What this task involves:
Produce a word-for-word copy of the data below.

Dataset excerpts
· · · ·
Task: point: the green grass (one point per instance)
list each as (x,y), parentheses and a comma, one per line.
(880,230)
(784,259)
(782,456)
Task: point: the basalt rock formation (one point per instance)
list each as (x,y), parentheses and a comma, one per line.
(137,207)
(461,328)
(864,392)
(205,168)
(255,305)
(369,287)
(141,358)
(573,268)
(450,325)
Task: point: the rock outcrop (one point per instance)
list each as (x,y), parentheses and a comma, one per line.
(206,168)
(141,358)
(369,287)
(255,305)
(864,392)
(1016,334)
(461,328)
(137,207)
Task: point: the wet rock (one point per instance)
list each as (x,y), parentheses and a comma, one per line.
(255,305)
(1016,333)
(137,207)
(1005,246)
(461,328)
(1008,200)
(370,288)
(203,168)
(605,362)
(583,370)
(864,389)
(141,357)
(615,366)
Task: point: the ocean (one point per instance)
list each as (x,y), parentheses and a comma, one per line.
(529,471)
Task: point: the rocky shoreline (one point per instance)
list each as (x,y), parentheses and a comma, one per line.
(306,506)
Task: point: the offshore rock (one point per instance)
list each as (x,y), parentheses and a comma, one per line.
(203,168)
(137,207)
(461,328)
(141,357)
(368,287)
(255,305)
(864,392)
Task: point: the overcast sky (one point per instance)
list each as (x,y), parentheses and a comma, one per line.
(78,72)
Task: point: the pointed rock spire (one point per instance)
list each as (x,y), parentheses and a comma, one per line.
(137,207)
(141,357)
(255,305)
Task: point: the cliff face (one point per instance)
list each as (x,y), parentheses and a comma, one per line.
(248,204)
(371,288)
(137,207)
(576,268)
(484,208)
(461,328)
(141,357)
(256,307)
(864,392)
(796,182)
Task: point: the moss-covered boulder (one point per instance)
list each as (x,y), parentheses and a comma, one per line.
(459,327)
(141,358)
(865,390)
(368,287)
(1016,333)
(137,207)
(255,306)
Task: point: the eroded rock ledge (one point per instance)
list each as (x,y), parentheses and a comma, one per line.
· · · ·
Solution for this exercise:
Task: point: the green grass (one point per instance)
list each as (x,y), parentheses and a comma, one per line.
(880,230)
(784,259)
(782,456)
Task: point: the basalt rock formation (one point per instance)
list each as (x,y), parentheses and a comma, one per line.
(137,207)
(461,328)
(864,392)
(205,168)
(255,305)
(369,287)
(141,358)
(573,268)
(450,325)
Task: point: the rock outcrop (one point per instance)
list each as (x,y), parentheses and a comma, one per line.
(206,168)
(141,358)
(369,287)
(255,305)
(864,392)
(1016,334)
(461,328)
(137,207)
Task: point: the wet rock (one point per instance)
list each as (x,y), parentheses and a comma, one per line.
(255,305)
(1016,333)
(137,207)
(1005,246)
(461,328)
(1008,200)
(370,288)
(203,168)
(605,362)
(583,370)
(864,389)
(141,357)
(615,366)
Task: point: the ocean (one point per instance)
list each as (x,y), parentheses and a comma, one per line.
(529,471)
Task: point: the rocky shoreline (one point per instance)
list each as (x,y), parentheses and a comma, one per line.
(306,506)
Task: point: the offshore rock (one point per instance)
list each as (x,y), parentheses and a comma, one per line.
(203,168)
(137,207)
(461,328)
(141,357)
(368,287)
(255,305)
(864,392)
Task: point: the overcast sky (one point per instance)
list each as (x,y), parentheses and a comma, one per line.
(78,72)
Task: point: the pointed rock spire (one point per instance)
list each as (x,y), parentheses and a comma, one per line.
(137,207)
(141,357)
(255,305)
Task: point: the cliff face (one point per instance)
list each as (x,y), parentheses and a comma, one per line.
(248,204)
(371,288)
(137,207)
(576,268)
(484,208)
(461,328)
(141,357)
(256,307)
(864,392)
(796,182)
Task: point: the moss-covered boulder (one point per instance)
list each as (x,y), parentheses and a comma, one per line.
(459,327)
(141,358)
(865,390)
(368,287)
(1016,333)
(137,207)
(255,306)
Task: point: the eroded rock ledge (one point per instance)
list each as (x,y), parentheses and a comma, one per line.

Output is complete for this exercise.